Reproduce word for word the part of the passage on the pup tool that runs from "However, you don't" up to and including "play with pup.".

[Begin Source]

So this is why we're using pup, which works from the command-line. Every other parsing library (such as Python and BeautifulSoup) you use will pretty much act the same as pup.
I recommend just trying out pup, as described in the rest of this guide. The arguments it takes are CSS Selectors, which you may be familiar with if you've ever used JQuery.
However, you don't have to know CSS (i.e. how to style webpages) to do HTML parsing. You just have to understand how CSS Selectors are used to target specific HTML elements. Instead of styling these HTML elements, we will be grabbing the text inside them. Different purpose, but same process and syntax of selection.
The pup program is a command-line tool that, when given HTML (i.e. piped in from a file or through curl
), can filter it using CSS selectors. As its homepage says, "pup aims to be a fast and flexible way of exploring HTML from the terminal."
For corn.stanford.edu
, I've written a separate tutorial on installing pup and other command-line tools that aren't part of corn.stanford.edu
's standard offering. Check out that tutorial and then come back here to play with pup.

[End Source]
[Begin Recorded data]

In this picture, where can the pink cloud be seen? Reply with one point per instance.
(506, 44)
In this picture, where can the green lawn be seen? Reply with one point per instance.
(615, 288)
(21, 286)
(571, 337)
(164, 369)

[End Recorded data]

### Output
However, you don't have to know CSS (i.e. how to style webpages) to do HTML parsing. You just have to understand how CSS Selectors are used to target specific HTML elements. Instead of styling these HTML elements, we will be grabbing the text inside them. Different purpose, but same process and syntax of selection.
The pup program is a command-line tool that, when given HTML (i.e. piped in from a file or through curl
), can filter it using CSS selectors. As its homepage says, "pup aims to be a fast and flexible way of exploring HTML from the terminal."
For corn.stanford.edu
, I've written a separate tutorial on installing pup and other command-line tools that aren't part of corn.stanford.edu
's standard offering. Check out that tutorial and then come back here to play with pup.